[Recorded data]
↓

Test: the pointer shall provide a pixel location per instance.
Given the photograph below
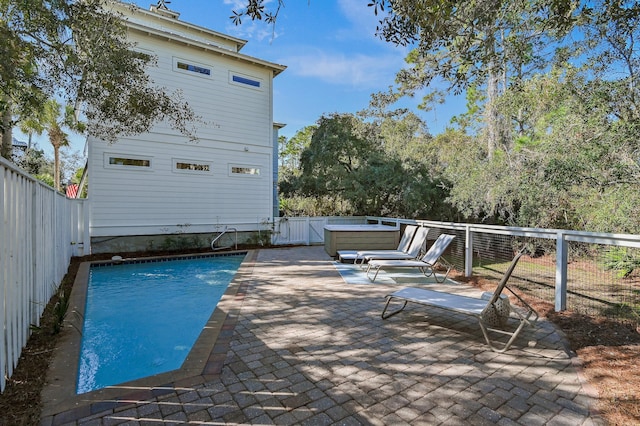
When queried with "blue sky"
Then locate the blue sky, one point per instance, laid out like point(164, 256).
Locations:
point(334, 60)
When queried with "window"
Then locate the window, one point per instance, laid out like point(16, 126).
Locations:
point(191, 68)
point(191, 166)
point(245, 170)
point(122, 161)
point(245, 80)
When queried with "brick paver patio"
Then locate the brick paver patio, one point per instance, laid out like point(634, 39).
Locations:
point(300, 346)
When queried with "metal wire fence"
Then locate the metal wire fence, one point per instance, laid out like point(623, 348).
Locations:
point(602, 279)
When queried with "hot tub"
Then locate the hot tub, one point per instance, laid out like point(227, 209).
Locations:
point(360, 237)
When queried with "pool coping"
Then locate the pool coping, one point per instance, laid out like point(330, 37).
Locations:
point(203, 363)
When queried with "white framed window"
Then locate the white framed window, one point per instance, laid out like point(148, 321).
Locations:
point(128, 161)
point(244, 170)
point(244, 80)
point(192, 68)
point(191, 166)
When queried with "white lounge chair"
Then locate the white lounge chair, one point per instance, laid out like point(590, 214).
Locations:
point(492, 312)
point(403, 246)
point(426, 263)
point(411, 253)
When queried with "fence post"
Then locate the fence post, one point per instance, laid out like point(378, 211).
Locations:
point(468, 251)
point(562, 256)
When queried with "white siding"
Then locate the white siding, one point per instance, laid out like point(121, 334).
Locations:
point(229, 111)
point(237, 131)
point(158, 199)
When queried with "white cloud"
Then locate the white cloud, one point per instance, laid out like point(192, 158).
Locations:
point(358, 70)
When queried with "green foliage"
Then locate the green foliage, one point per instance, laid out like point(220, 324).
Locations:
point(79, 50)
point(622, 260)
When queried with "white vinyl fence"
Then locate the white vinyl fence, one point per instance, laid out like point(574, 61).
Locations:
point(568, 269)
point(40, 230)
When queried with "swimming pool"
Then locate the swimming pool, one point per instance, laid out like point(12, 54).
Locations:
point(142, 318)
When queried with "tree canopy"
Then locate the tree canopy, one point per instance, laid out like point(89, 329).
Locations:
point(550, 137)
point(77, 51)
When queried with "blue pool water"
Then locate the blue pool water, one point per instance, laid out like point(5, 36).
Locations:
point(142, 319)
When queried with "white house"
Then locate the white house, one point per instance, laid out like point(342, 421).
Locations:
point(146, 189)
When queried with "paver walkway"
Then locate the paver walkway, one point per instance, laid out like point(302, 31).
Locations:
point(303, 347)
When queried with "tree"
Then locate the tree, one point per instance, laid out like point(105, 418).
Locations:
point(78, 50)
point(465, 43)
point(54, 124)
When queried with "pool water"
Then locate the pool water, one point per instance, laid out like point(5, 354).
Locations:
point(142, 319)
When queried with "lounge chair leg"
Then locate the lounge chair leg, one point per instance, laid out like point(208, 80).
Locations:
point(386, 305)
point(444, 278)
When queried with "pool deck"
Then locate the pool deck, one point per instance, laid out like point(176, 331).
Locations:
point(292, 343)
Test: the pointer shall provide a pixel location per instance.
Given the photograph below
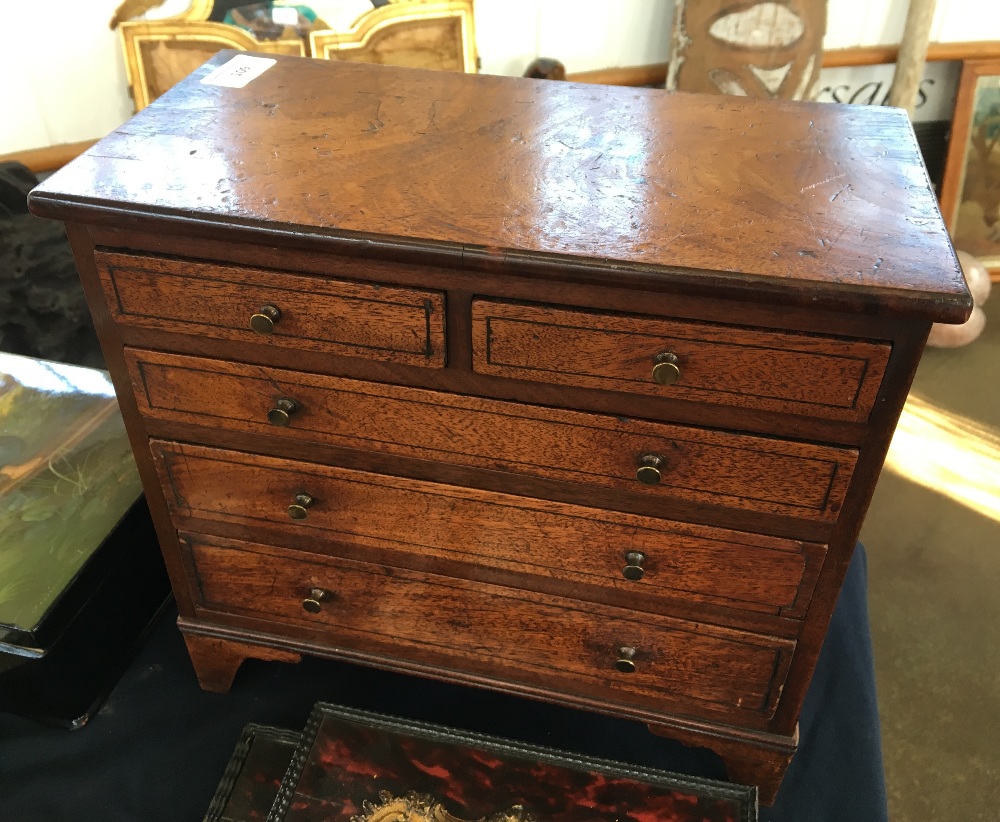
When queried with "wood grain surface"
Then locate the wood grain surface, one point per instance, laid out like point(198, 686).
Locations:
point(818, 199)
point(726, 364)
point(527, 637)
point(731, 470)
point(325, 315)
point(483, 529)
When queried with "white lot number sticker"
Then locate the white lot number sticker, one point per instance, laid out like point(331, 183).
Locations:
point(239, 71)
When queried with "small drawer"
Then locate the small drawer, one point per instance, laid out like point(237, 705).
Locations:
point(778, 371)
point(249, 305)
point(576, 648)
point(669, 462)
point(624, 554)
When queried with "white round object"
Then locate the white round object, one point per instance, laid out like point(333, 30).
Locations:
point(976, 276)
point(953, 336)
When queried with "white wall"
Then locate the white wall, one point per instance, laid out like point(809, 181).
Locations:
point(71, 86)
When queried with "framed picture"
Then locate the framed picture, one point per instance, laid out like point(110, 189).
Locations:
point(970, 189)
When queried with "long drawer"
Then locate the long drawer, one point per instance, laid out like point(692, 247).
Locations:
point(747, 473)
point(516, 636)
point(481, 529)
point(262, 307)
point(751, 368)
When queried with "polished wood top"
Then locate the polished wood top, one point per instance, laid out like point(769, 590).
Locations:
point(806, 201)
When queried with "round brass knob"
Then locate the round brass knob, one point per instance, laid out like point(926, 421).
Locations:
point(648, 472)
point(282, 412)
point(263, 321)
point(625, 662)
point(666, 370)
point(633, 569)
point(314, 602)
point(297, 510)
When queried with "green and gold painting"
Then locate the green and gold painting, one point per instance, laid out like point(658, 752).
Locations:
point(67, 477)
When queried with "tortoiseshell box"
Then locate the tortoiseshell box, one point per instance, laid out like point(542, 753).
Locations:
point(356, 766)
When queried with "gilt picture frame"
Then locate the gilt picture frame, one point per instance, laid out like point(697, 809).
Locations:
point(970, 190)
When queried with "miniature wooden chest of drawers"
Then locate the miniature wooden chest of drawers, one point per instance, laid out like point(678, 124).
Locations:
point(575, 392)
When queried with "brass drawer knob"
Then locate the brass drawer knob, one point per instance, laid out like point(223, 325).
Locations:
point(314, 602)
point(625, 662)
point(666, 368)
point(633, 569)
point(263, 321)
point(648, 472)
point(297, 510)
point(282, 412)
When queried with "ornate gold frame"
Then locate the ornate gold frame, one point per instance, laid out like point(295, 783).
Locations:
point(358, 37)
point(192, 25)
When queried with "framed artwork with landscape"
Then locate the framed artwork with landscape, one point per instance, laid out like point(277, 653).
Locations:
point(970, 190)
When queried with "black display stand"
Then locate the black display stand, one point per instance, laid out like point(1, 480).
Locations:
point(159, 746)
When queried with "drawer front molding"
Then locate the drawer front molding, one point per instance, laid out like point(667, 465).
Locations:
point(483, 528)
point(380, 322)
point(528, 637)
point(742, 472)
point(727, 365)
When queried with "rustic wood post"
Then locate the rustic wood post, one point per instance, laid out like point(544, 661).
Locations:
point(912, 55)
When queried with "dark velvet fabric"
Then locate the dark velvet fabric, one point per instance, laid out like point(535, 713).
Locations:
point(159, 746)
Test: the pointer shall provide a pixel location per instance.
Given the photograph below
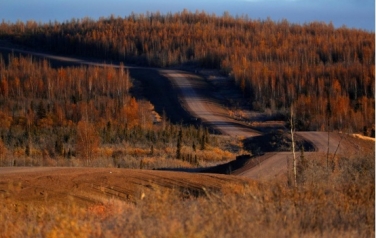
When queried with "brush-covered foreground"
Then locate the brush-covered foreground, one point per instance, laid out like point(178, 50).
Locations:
point(135, 203)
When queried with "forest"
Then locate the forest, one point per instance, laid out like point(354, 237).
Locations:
point(57, 115)
point(326, 74)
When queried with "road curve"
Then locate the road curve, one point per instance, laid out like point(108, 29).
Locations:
point(271, 164)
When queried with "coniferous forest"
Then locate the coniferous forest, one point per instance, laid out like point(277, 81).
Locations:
point(326, 73)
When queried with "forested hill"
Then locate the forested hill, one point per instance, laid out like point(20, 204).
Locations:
point(326, 73)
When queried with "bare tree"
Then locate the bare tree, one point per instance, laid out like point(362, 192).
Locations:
point(292, 131)
point(87, 141)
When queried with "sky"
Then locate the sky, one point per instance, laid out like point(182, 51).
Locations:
point(351, 13)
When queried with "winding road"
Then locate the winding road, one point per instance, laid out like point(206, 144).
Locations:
point(213, 114)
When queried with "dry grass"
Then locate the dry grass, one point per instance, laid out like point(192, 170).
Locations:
point(338, 203)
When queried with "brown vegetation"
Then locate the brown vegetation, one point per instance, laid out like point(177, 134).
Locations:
point(118, 202)
point(51, 117)
point(275, 64)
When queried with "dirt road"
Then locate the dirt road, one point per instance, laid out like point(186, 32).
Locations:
point(205, 109)
point(209, 111)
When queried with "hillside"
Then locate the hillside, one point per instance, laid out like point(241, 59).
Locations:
point(327, 74)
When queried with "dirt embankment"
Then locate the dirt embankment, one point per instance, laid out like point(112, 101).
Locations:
point(41, 186)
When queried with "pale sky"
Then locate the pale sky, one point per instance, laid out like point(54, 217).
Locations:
point(352, 13)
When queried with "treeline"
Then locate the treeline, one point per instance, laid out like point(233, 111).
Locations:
point(76, 112)
point(326, 73)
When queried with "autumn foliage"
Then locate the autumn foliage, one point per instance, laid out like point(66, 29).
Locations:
point(275, 64)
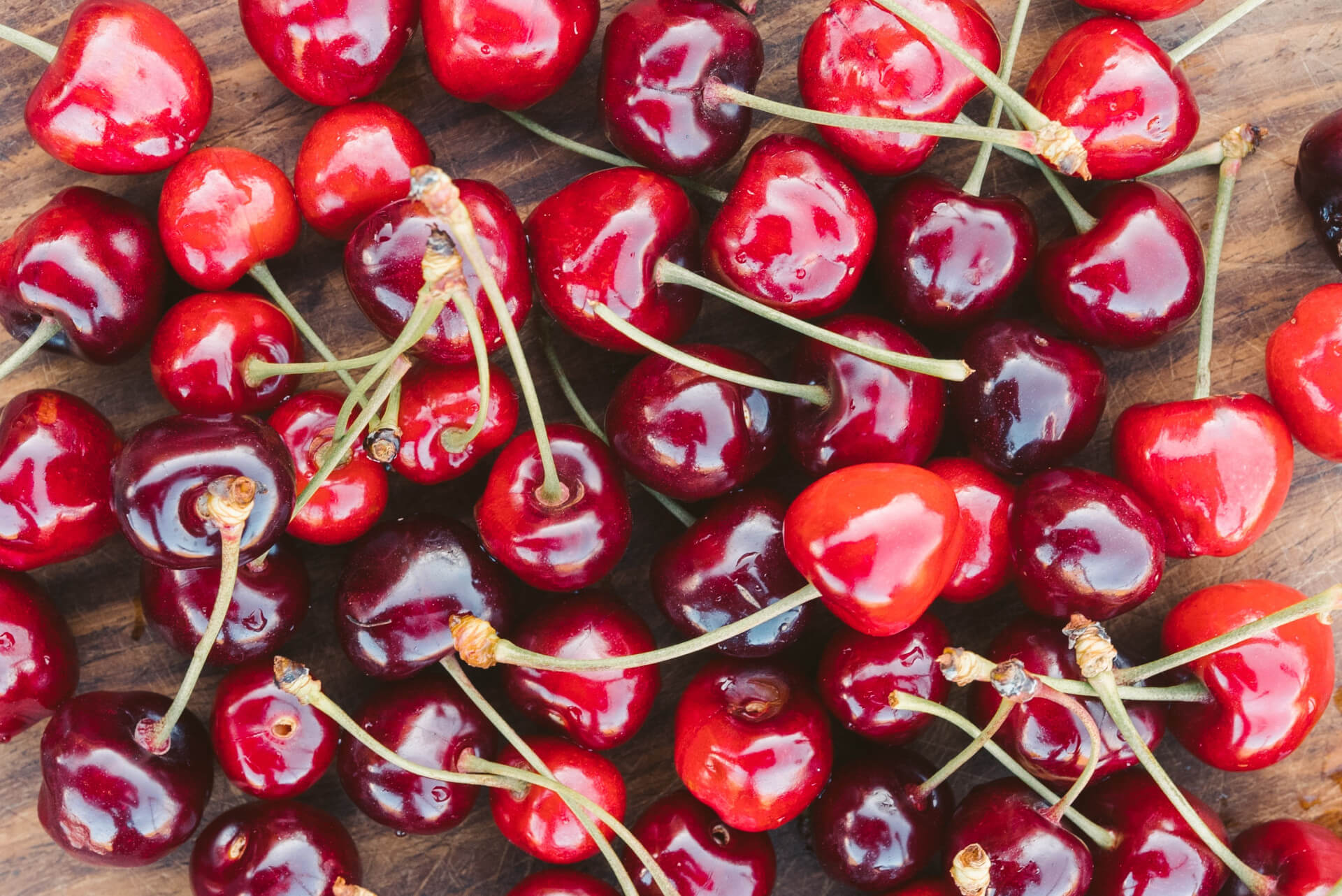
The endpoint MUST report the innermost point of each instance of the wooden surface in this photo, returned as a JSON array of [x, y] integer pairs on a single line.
[[1280, 68]]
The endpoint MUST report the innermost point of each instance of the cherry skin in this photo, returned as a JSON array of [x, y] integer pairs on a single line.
[[598, 240], [538, 823], [39, 664], [700, 853], [1132, 280], [949, 259], [598, 710], [858, 672], [1123, 96], [752, 742], [55, 479], [1305, 372], [329, 51], [565, 547], [879, 542], [509, 54], [203, 345], [384, 268], [796, 230], [986, 503], [688, 435], [426, 721], [728, 565], [105, 797], [1267, 693], [92, 262], [875, 414], [353, 497], [223, 211], [1215, 470], [353, 161], [270, 600], [1032, 401], [127, 93], [273, 849], [860, 59], [403, 582]]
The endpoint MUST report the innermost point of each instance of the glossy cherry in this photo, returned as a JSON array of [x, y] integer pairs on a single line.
[[55, 479], [752, 742], [1267, 693], [1215, 470]]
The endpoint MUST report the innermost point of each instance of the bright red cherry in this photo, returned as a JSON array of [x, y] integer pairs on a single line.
[[1215, 470], [752, 742]]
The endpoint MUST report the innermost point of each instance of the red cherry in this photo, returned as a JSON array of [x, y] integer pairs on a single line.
[[1215, 470]]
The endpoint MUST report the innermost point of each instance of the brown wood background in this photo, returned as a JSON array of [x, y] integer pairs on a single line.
[[1282, 68]]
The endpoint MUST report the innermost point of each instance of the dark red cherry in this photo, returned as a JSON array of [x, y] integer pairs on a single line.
[[728, 565], [329, 51], [701, 855], [127, 94], [39, 665], [1120, 93], [796, 230], [223, 211], [401, 586], [598, 242], [273, 849], [270, 600], [426, 721], [353, 161], [105, 797], [1215, 470], [948, 259], [858, 672], [875, 414], [384, 268], [1133, 278], [862, 59], [1032, 401], [1267, 693], [688, 435], [872, 830], [565, 547], [537, 821], [752, 742], [90, 262], [55, 479]]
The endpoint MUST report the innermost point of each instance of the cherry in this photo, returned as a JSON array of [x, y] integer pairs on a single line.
[[752, 742], [858, 672], [1305, 373], [110, 800], [1032, 401], [39, 664], [384, 268], [274, 849], [537, 821], [1267, 693], [329, 51], [403, 582], [701, 855], [725, 566], [949, 259], [55, 486], [1215, 470], [796, 231], [353, 161], [223, 211]]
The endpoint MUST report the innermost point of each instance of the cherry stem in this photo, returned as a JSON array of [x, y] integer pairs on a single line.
[[668, 271]]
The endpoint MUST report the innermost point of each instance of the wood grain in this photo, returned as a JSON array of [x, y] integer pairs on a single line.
[[1280, 68]]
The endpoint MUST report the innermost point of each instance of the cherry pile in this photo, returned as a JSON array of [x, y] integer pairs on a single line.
[[921, 452]]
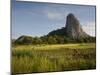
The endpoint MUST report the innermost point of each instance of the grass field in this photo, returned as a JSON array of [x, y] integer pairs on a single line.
[[51, 58]]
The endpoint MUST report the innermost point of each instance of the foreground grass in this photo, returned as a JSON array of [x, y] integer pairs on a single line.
[[48, 58]]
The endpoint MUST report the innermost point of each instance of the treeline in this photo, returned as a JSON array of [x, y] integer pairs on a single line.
[[52, 39]]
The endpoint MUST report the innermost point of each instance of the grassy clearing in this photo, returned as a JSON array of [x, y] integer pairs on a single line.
[[48, 58]]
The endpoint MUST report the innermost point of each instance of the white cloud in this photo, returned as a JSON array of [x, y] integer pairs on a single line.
[[53, 15], [89, 28]]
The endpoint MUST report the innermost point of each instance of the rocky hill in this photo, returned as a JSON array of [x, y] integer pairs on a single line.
[[72, 28]]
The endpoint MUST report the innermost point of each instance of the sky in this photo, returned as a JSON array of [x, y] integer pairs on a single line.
[[38, 19]]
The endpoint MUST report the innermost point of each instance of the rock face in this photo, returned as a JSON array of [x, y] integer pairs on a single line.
[[73, 27]]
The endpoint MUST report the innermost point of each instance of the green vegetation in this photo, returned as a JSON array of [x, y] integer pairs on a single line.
[[52, 39], [49, 58]]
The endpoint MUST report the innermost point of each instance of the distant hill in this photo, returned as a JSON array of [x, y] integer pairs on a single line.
[[71, 33], [72, 29]]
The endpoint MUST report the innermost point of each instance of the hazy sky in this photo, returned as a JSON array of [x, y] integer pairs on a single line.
[[37, 19]]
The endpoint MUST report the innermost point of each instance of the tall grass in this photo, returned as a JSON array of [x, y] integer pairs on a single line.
[[40, 58]]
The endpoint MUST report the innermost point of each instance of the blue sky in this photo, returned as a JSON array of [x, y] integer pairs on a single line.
[[37, 19]]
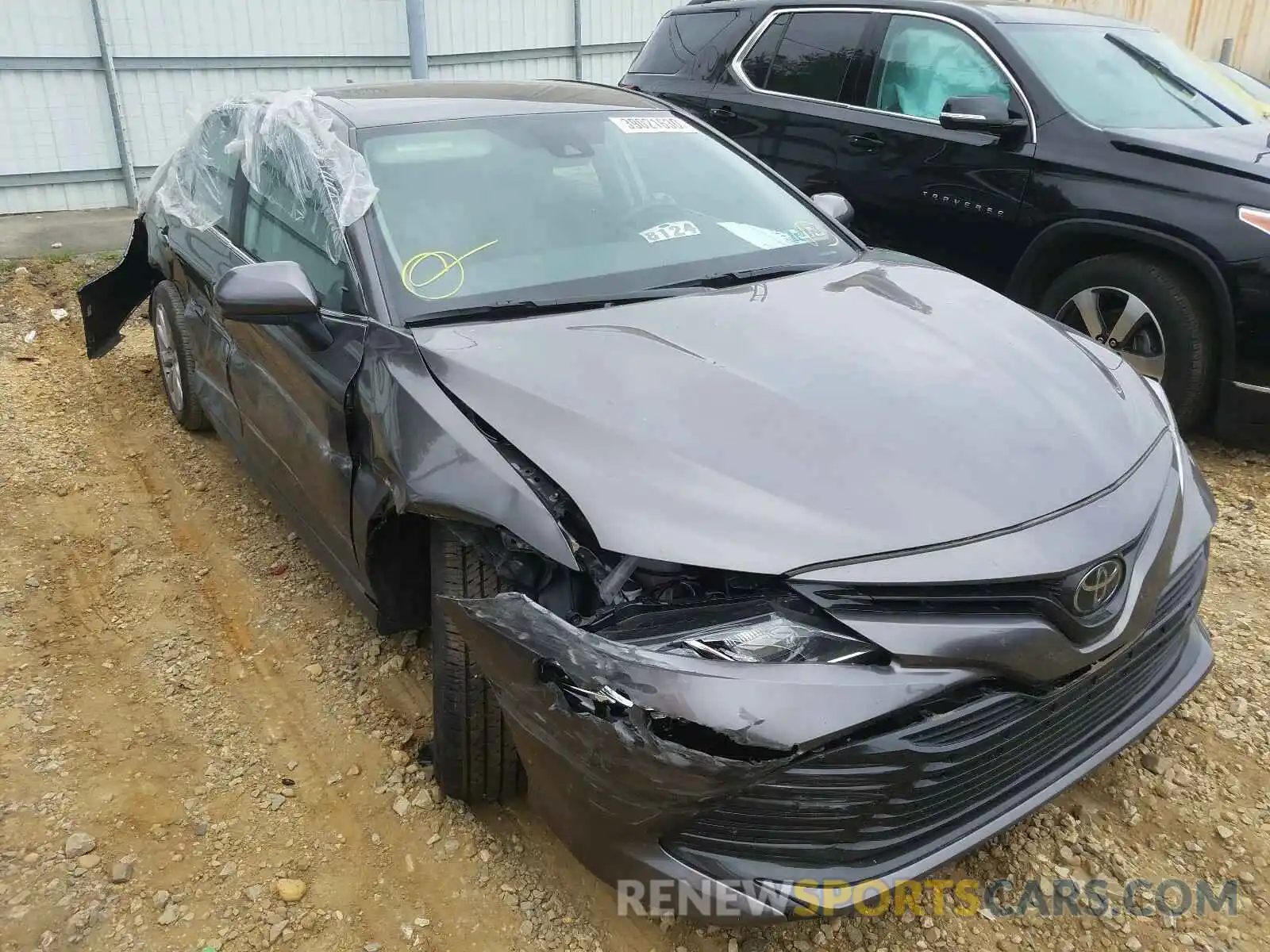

↑

■ **Prompt**
Count the lines in the records above that contain the string "canopy", treating uppercase and lowercase as different. Reply with the number alone.

■ **Response below**
2